__DIRECTIONS FOR THIS TASK__
Repeat the entries shown below with every word and mark intact.

__RECORDS FOR THE EXERCISE__

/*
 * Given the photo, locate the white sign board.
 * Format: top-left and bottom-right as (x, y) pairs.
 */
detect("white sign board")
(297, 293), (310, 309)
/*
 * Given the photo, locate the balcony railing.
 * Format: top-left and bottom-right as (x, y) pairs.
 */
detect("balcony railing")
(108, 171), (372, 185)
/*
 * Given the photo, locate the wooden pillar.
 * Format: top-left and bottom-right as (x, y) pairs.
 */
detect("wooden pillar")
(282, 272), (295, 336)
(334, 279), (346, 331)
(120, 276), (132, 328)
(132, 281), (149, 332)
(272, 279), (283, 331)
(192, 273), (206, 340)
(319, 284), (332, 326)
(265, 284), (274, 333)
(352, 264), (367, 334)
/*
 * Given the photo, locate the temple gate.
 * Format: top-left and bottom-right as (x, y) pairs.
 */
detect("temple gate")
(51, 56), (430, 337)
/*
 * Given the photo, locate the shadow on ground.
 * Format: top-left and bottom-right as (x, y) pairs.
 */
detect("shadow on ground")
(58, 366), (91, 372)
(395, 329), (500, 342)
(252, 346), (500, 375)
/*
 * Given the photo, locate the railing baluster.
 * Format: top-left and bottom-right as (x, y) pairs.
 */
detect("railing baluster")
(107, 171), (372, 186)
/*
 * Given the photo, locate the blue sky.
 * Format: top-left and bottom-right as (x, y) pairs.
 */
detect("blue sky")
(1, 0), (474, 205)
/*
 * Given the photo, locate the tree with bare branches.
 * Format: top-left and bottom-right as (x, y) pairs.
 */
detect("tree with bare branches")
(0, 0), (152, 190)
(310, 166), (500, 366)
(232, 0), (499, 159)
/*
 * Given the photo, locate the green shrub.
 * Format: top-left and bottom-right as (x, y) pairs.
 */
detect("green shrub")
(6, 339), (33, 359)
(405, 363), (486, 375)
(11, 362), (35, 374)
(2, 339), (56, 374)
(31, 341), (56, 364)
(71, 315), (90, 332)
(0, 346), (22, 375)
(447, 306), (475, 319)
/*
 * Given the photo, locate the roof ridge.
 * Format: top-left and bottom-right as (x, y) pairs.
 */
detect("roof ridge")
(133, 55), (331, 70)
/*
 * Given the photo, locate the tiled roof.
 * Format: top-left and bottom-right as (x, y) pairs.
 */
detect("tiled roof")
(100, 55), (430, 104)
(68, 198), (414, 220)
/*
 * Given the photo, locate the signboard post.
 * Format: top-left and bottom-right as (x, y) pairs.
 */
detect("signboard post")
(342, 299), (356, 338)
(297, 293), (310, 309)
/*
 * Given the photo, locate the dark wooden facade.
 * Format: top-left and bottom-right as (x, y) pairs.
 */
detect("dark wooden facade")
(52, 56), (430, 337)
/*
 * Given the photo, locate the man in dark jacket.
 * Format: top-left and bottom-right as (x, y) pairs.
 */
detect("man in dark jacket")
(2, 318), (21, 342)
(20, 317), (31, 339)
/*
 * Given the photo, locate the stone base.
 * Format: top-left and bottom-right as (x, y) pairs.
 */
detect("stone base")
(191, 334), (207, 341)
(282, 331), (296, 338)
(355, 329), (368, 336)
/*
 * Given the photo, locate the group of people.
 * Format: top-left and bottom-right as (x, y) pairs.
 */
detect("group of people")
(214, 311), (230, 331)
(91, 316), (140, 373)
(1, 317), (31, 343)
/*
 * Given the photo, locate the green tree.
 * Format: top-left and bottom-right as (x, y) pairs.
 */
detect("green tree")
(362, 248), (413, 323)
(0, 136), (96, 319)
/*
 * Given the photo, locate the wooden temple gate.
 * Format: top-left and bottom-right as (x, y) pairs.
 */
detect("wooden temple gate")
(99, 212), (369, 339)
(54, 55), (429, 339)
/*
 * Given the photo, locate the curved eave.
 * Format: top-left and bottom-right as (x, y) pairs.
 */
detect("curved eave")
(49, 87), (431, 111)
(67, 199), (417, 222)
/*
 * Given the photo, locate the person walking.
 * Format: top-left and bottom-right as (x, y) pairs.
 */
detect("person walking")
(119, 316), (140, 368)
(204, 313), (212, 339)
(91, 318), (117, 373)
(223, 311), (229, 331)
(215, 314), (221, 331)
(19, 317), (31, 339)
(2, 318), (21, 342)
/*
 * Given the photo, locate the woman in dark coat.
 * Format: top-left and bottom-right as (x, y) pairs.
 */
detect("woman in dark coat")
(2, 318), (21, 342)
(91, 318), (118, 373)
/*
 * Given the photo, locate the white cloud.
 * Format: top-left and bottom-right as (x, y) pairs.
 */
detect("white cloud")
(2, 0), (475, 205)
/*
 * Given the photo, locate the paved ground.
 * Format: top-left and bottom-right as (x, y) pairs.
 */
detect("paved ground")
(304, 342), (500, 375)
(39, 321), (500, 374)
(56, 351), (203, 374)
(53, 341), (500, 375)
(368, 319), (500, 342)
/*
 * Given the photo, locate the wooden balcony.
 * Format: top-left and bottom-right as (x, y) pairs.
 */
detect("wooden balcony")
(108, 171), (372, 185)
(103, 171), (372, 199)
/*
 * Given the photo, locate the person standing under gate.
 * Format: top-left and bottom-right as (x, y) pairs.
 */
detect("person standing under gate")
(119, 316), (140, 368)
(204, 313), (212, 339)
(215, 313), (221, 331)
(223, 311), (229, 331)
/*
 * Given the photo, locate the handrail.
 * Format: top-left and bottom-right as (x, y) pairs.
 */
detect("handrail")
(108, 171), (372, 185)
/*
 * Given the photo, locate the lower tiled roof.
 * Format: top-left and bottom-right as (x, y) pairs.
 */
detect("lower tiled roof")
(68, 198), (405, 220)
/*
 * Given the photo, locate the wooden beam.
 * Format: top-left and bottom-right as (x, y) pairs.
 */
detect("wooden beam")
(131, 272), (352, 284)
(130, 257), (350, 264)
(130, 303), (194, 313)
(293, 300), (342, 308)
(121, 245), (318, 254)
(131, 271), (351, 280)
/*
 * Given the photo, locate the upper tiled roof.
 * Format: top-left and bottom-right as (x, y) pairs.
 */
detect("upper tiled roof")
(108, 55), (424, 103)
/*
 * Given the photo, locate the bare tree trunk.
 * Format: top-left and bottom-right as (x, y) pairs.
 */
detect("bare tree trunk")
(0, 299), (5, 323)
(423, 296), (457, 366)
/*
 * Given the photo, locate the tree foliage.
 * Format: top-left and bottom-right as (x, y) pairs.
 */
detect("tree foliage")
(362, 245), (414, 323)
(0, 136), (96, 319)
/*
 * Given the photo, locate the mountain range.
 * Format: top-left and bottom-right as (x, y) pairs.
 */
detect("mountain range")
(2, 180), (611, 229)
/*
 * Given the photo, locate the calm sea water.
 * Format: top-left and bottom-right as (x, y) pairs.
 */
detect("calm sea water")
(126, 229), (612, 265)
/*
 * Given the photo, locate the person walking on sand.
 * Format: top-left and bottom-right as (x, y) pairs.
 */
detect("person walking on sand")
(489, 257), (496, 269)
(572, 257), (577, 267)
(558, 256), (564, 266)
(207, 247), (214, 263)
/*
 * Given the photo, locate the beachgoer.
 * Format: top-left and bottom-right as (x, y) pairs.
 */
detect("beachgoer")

__EXERCISE ANSWER__
/*
 * Given the photo, locate the white sign board.
 * Format: top-left and bottom-right as (x, y) pairs.
 */
detect("white sign board")
(297, 293), (310, 309)
/*
 * Given the photo, locate the balcony railing.
 * Format: top-left and bottom-right as (x, y) pairs.
 */
detect("balcony railing")
(108, 171), (372, 185)
/*
 * Given the photo, locate the wooden pillar.
 * Format: top-left and bottom-right as (x, y) pairs.
 */
detect("wooden pillar")
(282, 272), (295, 336)
(334, 279), (346, 331)
(120, 276), (132, 328)
(132, 281), (149, 332)
(272, 279), (283, 331)
(192, 273), (206, 340)
(319, 284), (332, 326)
(265, 284), (274, 333)
(352, 264), (367, 334)
/*
 * Given the photo, locate the temple gate.
 * Format: top-left and bottom-right as (x, y) pairs.
 */
detect("temple gate")
(51, 56), (430, 337)
/*
 * Given the photo, locate the shadow on ground.
 * Format: top-left and bottom-right as (x, y) pairs.
 */
detect("shadow on ground")
(58, 366), (91, 372)
(395, 329), (500, 342)
(252, 346), (500, 375)
/*
 * Given the photo, locate the railing baluster.
 * Format: top-left and bottom-right as (x, y) pairs.
 */
detect("railing baluster")
(107, 171), (372, 186)
/*
 * Given the photo, locate the blue sky.
 * Format: top-left and bottom-right as (x, y) pairs.
 */
detect("blue sky")
(1, 0), (474, 205)
/*
 * Given the photo, locate the tree with bare branches.
 * Format: top-left and bottom-right as (x, y) pairs.
 */
detect("tree with bare branches")
(0, 0), (152, 190)
(310, 166), (500, 366)
(232, 0), (499, 159)
/*
 * Given the photo, locate the green shrub.
 * Format: top-left and bottom-right as (x, y) pairs.
 */
detect("green shrub")
(6, 339), (33, 359)
(405, 363), (486, 375)
(11, 362), (35, 374)
(2, 339), (56, 374)
(31, 341), (56, 364)
(71, 315), (90, 332)
(0, 346), (22, 375)
(447, 306), (475, 319)
/*
 * Given the photo, locate the roof ridge.
 * Format: top-left and bottom-right as (x, y) pairs.
 */
detect("roof ridge")
(133, 55), (331, 70)
/*
 * Given the photo, locate the tiled roof.
 * Format: top-left and bottom-right as (x, y) pairs.
 */
detect("tiled roof")
(100, 55), (430, 104)
(68, 198), (414, 220)
/*
 * Given the photo, locate the signboard post.
 * Format: top-left and bottom-right as (x, y) pairs.
 */
detect("signboard post")
(342, 299), (356, 338)
(297, 293), (310, 309)
/*
 * Given the photo, locate the dark wooden facade.
 * Format: top-left and bottom-right as (x, y) pairs.
 */
detect("dark wooden facade")
(52, 56), (430, 337)
/*
 * Given the photo, locate the man in dark jacket.
 * Format: top-left and bottom-right as (x, y) pairs.
 */
detect("man in dark jacket")
(2, 318), (21, 342)
(20, 317), (31, 339)
/*
 * Given the photo, locate the stone base.
 * Format: top-left and bottom-right as (x, y) pairs.
 */
detect("stone base")
(191, 334), (207, 341)
(282, 331), (296, 338)
(355, 329), (368, 336)
/*
 * Given the photo, locate the group of people.
 * Format: top-left and bottom-right as (x, y) pairs.
 */
detect("group of people")
(214, 311), (230, 331)
(91, 316), (140, 373)
(1, 317), (31, 343)
/*
 * Given the photo, locate the green tree.
 * Format: top-left and bottom-right as (x, y) pairs.
 */
detect("green tree")
(362, 248), (413, 323)
(0, 136), (96, 319)
/*
 * Given the photo, locate the wooden temple gate.
 * Format: top-left and bottom-right as (x, y) pairs.
 */
detect("wooden temple gate")
(99, 212), (369, 339)
(54, 55), (429, 339)
/*
 * Given the photo, locate the curved eave.
 * Format: top-left and bottom-right as (x, y) pairs.
 */
detect("curved eave")
(49, 87), (431, 111)
(67, 199), (417, 222)
/*
 * Given the photo, locate the person walking.
 * Format: top-left and bottom-right as (x, y) pairs.
 */
detect("person walking")
(119, 316), (140, 368)
(204, 313), (212, 339)
(91, 318), (117, 373)
(223, 311), (229, 331)
(215, 314), (221, 331)
(19, 317), (31, 339)
(2, 318), (21, 342)
/*
 * Given the photo, locate the woman in dark coat.
 * Format: top-left and bottom-right as (x, y) pairs.
 */
detect("woman in dark coat")
(2, 318), (21, 342)
(91, 318), (118, 373)
/*
 * Given the photo, locate the white cloud.
 * Format: top-left and bottom-right as (x, y) pairs.
 */
detect("white cloud")
(2, 0), (475, 205)
/*
 * Given the photo, locate the paved ground.
 * Format: top-left and bottom-right as (x, y) pairs.
 */
detect("paved ground")
(304, 342), (500, 375)
(39, 321), (500, 374)
(56, 351), (203, 374)
(53, 341), (500, 375)
(368, 319), (500, 342)
/*
 * Given the photo, locate the wooden balcony.
 * Format: top-left and bottom-right as (x, y) pairs.
 */
detect("wooden balcony")
(108, 171), (372, 185)
(103, 171), (372, 199)
/*
 * Given the photo, locate the person standing under gate.
 * Format: top-left and bottom-right as (x, y) pairs.
 */
detect("person standing under gate")
(119, 316), (140, 368)
(204, 313), (212, 339)
(215, 313), (221, 331)
(223, 311), (229, 331)
/*
 * Given the photo, locate the handrail.
 * Format: top-left and bottom-right as (x, y) pairs.
 */
detect("handrail")
(108, 171), (372, 185)
/*
 * Given the photo, locate the lower tiled roof.
 * Format: top-left and bottom-right as (x, y) pairs.
 */
detect("lower tiled roof")
(68, 198), (405, 220)
/*
 * Given the photo, locate the wooden beam.
 * Format: top-left and bottom-right as (x, y) pairs.
 */
detect("wooden beam")
(131, 272), (352, 284)
(130, 257), (350, 264)
(130, 303), (194, 313)
(293, 300), (342, 308)
(121, 245), (318, 254)
(131, 271), (351, 280)
/*
 * Given the photo, locate the upper tiled roof.
 * Format: top-left and bottom-right as (x, y) pairs.
 */
detect("upper tiled roof")
(108, 55), (424, 103)
/*
 * Given the photo, locate the bare tree trunk.
 * Format: top-left and bottom-right as (x, y) pairs.
 */
detect("bare tree trunk")
(0, 299), (5, 323)
(423, 296), (457, 366)
/*
 * Given the photo, locate the tree foliage.
 * Format: top-left and bottom-right as (x, y) pairs.
 */
detect("tree foliage")
(362, 245), (414, 323)
(0, 136), (96, 319)
/*
 * Given the photo, locate the mountain range.
 * Format: top-left and bottom-right as (x, y) pairs.
 */
detect("mountain range")
(2, 180), (611, 229)
/*
 * Given the photo, locate the calm sea water.
 * Format: top-left and bottom-right as (x, y) pairs.
 */
detect("calm sea water")
(126, 229), (612, 265)
/*
 * Given the photo, locate the person walking on sand.
 * Format: top-left and bottom-right as (x, y) pairs.
 */
detect("person walking on sand")
(489, 257), (496, 269)
(572, 257), (577, 267)
(558, 256), (564, 266)
(207, 247), (214, 263)
/*
 * Given the photo, locate the beachgoer.
 * Format: top-left and bottom-right as (x, y) pairs.
 */
detect("beachgoer")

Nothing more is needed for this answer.